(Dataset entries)
*** Begin section ***
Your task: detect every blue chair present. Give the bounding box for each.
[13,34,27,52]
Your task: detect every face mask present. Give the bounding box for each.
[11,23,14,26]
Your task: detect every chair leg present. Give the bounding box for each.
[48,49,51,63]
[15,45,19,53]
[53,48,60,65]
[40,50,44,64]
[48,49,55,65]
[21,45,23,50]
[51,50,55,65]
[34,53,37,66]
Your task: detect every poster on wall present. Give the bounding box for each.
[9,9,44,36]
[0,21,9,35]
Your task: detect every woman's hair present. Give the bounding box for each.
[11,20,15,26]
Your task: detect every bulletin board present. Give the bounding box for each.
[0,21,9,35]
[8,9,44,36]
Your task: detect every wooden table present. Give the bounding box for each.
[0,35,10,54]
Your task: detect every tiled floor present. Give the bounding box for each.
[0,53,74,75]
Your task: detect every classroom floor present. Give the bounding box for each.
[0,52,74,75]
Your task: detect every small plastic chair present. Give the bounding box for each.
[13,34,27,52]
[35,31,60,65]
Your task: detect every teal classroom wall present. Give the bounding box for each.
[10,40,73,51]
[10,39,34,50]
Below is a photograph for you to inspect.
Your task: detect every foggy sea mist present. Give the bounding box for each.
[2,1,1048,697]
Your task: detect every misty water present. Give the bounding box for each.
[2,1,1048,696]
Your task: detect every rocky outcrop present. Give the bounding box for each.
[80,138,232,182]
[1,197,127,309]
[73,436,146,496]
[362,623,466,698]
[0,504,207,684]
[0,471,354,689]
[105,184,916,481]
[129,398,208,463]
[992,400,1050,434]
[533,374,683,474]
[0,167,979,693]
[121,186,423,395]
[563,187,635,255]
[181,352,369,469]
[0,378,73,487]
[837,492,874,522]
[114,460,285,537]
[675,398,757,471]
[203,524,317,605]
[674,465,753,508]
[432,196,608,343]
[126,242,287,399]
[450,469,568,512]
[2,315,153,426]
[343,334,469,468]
*** End section ***
Aim of the exercise :: Copy the records exactly, keeping every word in place.

Result of the task ::
Your task: detect every blue chair present. Give the bounding box for each.
[13,34,27,52]
Your task: detect every face mask present. Give the bounding box for each.
[11,23,14,26]
Your task: detect every chair leg present. Give the bounding box for each.
[48,49,51,63]
[15,45,19,53]
[53,48,60,65]
[40,50,44,64]
[48,49,55,65]
[21,45,23,50]
[51,50,55,65]
[34,53,37,66]
Your task: detect every poster on wall present. Give the bounding box for each.
[9,9,44,36]
[0,21,9,35]
Your task: detect every woman's hair present. Give the bounding box for each.
[11,20,15,26]
Your task: detect every bulletin board present. Give the bounding box for each.
[0,21,9,35]
[8,9,44,36]
Your task: detect every wooden table present. Give the bounding box for each.
[0,35,10,54]
Your task: detect every tiled floor present. Give the bounding box for each.
[0,53,74,75]
Your task: detect every classroom floor present. Give the bounding box for each.
[0,52,74,75]
Your task: detect every small plastic chair present. Give the bounding box for each.
[13,34,27,52]
[35,31,60,65]
Your task: detect every teal classroom wall present. Give the bounding box for each.
[10,40,73,51]
[10,39,34,50]
Below is a photograph for you to inspect.
Your task: detect every foggy sea mist present. Give the bounding box for each.
[2,1,1048,697]
Your task: detect every misty water present. Give the bounding box for each.
[2,1,1048,696]
Your task: detect every rocky outcrop present. Give the bounding box for each.
[80,138,232,182]
[1,197,127,309]
[73,436,146,496]
[362,623,466,698]
[0,504,207,684]
[0,471,354,689]
[105,184,916,481]
[129,398,208,463]
[992,400,1050,434]
[533,374,683,474]
[0,167,979,693]
[121,186,423,395]
[563,187,635,255]
[181,352,369,469]
[0,378,73,487]
[837,492,874,522]
[114,460,285,537]
[675,398,757,471]
[203,524,317,605]
[674,465,753,508]
[432,196,608,343]
[126,242,287,399]
[450,469,568,512]
[2,315,153,426]
[343,334,469,468]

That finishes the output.